> _Directive_
Copy the records below without changes, from their start through the line that contains "[[303, 74], [403, 75], [63, 96]]", including both ends. Leave the pictures out of your copy.

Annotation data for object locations
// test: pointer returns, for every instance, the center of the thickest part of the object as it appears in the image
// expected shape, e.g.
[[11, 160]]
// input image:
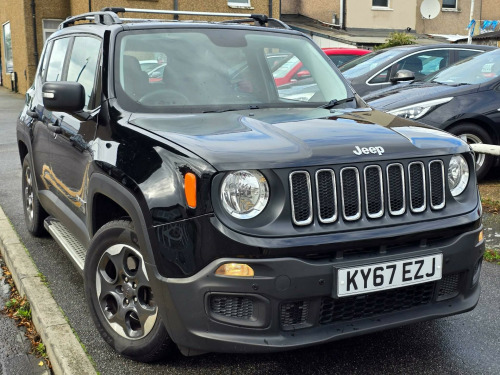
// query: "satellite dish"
[[430, 9]]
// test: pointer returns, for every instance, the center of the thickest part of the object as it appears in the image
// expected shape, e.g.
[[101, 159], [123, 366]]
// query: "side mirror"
[[303, 74], [403, 75], [63, 96]]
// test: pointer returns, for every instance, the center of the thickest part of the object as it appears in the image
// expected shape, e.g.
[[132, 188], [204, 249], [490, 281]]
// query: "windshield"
[[366, 63], [209, 69], [478, 69]]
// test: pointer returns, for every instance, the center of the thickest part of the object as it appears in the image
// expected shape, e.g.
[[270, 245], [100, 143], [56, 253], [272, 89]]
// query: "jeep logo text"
[[368, 150]]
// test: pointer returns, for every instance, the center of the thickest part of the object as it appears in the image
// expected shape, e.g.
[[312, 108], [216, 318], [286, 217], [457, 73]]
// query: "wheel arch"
[[482, 121], [106, 194]]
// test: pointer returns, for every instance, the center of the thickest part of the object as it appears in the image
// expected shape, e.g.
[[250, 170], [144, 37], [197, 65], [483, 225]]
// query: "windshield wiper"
[[232, 109], [334, 102]]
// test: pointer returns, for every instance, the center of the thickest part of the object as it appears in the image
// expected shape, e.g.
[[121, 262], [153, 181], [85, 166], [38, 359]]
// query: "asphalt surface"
[[15, 348], [462, 344]]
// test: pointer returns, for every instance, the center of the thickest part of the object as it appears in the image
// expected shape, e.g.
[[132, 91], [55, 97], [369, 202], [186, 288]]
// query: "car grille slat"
[[300, 185], [374, 192], [416, 173], [396, 183], [436, 173], [370, 191], [326, 191], [351, 195]]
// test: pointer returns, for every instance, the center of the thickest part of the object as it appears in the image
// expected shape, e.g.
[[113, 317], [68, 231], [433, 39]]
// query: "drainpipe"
[[33, 13], [342, 14], [176, 7], [471, 17]]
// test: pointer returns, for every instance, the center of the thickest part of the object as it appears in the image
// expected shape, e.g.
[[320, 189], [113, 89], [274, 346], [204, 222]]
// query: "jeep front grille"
[[371, 191]]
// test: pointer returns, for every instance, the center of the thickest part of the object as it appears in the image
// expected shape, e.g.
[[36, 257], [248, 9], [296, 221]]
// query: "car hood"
[[416, 92], [278, 138]]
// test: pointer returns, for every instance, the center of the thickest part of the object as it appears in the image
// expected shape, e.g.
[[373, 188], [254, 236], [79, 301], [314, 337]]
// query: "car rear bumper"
[[290, 302]]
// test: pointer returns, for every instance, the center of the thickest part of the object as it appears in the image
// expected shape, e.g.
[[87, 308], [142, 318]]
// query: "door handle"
[[32, 114], [55, 127]]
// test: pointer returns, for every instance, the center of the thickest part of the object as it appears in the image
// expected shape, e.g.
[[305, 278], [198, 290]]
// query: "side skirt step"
[[71, 246]]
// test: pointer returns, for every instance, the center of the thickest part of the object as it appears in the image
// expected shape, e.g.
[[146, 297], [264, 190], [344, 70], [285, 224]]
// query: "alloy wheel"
[[124, 293]]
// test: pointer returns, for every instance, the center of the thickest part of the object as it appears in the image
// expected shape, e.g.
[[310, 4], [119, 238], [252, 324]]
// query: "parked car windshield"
[[475, 70], [365, 63], [214, 69]]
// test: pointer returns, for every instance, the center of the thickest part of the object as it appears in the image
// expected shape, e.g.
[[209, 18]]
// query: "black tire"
[[124, 297], [34, 214], [474, 133]]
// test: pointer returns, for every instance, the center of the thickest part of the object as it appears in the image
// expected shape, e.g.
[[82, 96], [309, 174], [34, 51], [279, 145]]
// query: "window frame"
[[234, 4], [448, 8], [97, 86], [8, 69], [45, 29], [381, 7]]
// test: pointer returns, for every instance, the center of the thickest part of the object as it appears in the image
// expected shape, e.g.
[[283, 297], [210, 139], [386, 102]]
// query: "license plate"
[[382, 276]]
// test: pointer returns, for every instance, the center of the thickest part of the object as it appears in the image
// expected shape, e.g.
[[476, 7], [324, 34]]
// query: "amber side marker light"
[[235, 269], [190, 189]]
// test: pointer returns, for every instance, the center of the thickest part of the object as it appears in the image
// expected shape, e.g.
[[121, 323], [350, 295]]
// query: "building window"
[[50, 27], [380, 3], [449, 4], [238, 3], [7, 46]]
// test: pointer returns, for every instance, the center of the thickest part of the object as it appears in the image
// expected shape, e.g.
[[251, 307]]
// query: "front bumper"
[[289, 303]]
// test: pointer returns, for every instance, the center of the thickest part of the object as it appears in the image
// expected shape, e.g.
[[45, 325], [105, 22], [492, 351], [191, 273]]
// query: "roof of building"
[[490, 35], [358, 37]]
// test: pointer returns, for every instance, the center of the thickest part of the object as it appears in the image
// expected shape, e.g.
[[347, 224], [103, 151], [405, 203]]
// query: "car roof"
[[418, 47]]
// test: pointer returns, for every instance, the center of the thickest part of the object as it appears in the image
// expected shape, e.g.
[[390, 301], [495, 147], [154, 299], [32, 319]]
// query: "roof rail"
[[262, 19], [271, 22], [100, 18]]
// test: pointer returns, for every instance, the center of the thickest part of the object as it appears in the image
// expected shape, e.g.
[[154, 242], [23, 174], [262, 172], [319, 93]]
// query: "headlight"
[[244, 194], [418, 110], [458, 175]]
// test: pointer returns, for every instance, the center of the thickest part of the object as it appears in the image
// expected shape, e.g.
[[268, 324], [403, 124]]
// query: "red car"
[[292, 70]]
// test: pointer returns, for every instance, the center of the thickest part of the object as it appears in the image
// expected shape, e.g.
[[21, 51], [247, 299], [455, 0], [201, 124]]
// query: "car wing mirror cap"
[[63, 96], [403, 75]]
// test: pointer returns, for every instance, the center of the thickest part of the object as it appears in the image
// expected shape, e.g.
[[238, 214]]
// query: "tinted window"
[[366, 63], [56, 63], [382, 77], [480, 68], [342, 59], [424, 63], [466, 53], [83, 63]]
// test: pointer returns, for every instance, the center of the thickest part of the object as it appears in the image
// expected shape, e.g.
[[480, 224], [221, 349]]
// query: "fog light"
[[235, 269]]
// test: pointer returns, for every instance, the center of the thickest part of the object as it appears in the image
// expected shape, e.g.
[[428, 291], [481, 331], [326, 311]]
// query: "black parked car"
[[463, 99], [219, 212], [388, 67]]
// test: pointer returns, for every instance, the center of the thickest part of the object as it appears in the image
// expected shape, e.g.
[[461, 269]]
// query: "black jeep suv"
[[215, 209]]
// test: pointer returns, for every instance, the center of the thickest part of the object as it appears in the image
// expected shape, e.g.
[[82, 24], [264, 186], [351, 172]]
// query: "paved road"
[[14, 346], [462, 344]]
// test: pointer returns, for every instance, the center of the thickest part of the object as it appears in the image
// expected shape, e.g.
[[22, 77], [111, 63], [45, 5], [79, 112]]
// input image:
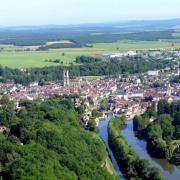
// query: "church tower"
[[66, 78]]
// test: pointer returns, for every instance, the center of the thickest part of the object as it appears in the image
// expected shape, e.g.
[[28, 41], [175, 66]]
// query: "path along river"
[[169, 171]]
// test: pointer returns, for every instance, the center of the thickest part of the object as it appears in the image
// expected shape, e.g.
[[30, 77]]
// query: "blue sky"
[[40, 12]]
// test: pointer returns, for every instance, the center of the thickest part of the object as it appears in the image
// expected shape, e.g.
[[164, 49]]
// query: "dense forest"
[[27, 76], [87, 59], [81, 35], [129, 162], [45, 140], [176, 79], [163, 134]]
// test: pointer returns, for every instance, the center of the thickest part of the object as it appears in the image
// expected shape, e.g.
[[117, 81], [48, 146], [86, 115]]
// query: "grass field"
[[25, 59], [126, 45]]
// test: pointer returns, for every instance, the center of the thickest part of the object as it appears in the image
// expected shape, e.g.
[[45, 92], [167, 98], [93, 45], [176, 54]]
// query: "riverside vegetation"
[[45, 140], [163, 134], [129, 162]]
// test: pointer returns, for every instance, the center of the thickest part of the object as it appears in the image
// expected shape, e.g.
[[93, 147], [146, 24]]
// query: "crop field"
[[26, 59], [135, 45], [38, 59]]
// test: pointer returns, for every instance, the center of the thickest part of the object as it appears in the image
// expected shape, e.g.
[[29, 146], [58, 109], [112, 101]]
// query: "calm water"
[[169, 171], [103, 133]]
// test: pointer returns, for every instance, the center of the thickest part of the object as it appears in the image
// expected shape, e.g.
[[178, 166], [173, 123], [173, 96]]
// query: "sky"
[[44, 12]]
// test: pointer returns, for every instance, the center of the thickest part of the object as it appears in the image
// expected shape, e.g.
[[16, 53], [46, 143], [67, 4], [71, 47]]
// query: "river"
[[169, 171]]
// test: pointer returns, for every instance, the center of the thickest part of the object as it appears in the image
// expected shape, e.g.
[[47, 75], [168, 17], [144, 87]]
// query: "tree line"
[[45, 140], [55, 73]]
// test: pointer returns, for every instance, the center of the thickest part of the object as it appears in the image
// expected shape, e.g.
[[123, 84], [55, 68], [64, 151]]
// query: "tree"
[[165, 122]]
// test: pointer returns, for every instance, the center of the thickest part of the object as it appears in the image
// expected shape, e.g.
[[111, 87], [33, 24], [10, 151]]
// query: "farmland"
[[26, 59]]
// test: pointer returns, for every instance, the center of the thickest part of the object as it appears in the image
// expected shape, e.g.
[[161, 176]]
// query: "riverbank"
[[169, 171], [103, 133], [129, 162]]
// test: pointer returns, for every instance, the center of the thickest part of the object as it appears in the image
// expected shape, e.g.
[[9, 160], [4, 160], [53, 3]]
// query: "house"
[[3, 129]]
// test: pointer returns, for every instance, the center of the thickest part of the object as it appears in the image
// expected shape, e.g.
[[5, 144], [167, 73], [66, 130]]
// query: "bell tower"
[[66, 78]]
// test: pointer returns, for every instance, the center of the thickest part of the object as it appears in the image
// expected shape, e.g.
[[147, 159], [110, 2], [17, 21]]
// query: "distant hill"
[[84, 34]]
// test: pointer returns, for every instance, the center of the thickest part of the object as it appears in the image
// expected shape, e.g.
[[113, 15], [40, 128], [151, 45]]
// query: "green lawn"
[[37, 59]]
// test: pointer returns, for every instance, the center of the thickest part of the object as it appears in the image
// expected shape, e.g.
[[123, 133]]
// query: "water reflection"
[[169, 171]]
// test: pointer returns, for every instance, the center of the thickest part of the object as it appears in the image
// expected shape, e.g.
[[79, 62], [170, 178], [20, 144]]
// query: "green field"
[[25, 59]]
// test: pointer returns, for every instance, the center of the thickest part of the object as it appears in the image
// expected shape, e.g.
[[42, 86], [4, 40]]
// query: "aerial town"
[[129, 95]]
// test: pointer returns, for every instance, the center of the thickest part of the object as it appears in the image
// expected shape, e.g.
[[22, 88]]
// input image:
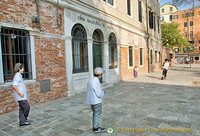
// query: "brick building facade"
[[61, 42], [189, 21]]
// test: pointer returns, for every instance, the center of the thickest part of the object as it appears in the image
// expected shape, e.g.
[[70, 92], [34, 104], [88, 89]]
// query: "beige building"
[[166, 12], [60, 43]]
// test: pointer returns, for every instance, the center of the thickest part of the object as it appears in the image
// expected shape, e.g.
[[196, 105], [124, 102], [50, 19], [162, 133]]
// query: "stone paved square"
[[138, 107]]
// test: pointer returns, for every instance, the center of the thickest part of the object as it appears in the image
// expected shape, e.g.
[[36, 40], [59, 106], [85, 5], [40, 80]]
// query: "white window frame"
[[129, 67], [142, 57], [130, 9], [33, 66], [114, 5]]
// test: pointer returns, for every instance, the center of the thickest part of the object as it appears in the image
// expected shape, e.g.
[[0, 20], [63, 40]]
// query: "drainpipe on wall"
[[148, 36]]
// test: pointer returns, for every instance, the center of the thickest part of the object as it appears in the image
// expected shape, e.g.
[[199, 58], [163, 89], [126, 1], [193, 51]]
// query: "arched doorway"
[[97, 49], [79, 49], [113, 59]]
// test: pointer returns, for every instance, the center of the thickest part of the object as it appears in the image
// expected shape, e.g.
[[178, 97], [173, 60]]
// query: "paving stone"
[[145, 102]]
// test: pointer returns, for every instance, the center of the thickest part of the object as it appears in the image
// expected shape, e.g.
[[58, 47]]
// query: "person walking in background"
[[94, 98], [165, 69], [21, 94], [136, 70]]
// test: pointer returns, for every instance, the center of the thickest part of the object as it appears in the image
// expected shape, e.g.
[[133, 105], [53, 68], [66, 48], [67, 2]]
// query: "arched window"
[[112, 51], [96, 36], [79, 49]]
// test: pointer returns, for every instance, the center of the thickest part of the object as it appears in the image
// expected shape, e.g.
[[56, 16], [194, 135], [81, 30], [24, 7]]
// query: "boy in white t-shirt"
[[165, 69]]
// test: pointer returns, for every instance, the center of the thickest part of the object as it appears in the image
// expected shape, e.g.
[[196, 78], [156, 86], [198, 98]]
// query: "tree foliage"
[[171, 36], [186, 3]]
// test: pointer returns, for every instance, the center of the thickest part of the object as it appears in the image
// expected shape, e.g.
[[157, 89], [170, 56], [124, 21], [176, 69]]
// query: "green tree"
[[171, 36]]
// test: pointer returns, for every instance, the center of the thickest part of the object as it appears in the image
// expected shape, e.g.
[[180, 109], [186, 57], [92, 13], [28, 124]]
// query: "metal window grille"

> _Exercise answer_
// test: pointer returns, for every instance, the center of the thickest part of the object as it appears in the image
// expected shape, e.g.
[[11, 160]]
// input image:
// query: "satellite dish"
[[430, 9]]
// test: pointer returns, for every instance, the center of the thickest part of the object as it appears in the image
// expected shape, e.g.
[[101, 159], [123, 366]]
// query: "side mirror"
[[303, 74], [403, 75], [63, 96]]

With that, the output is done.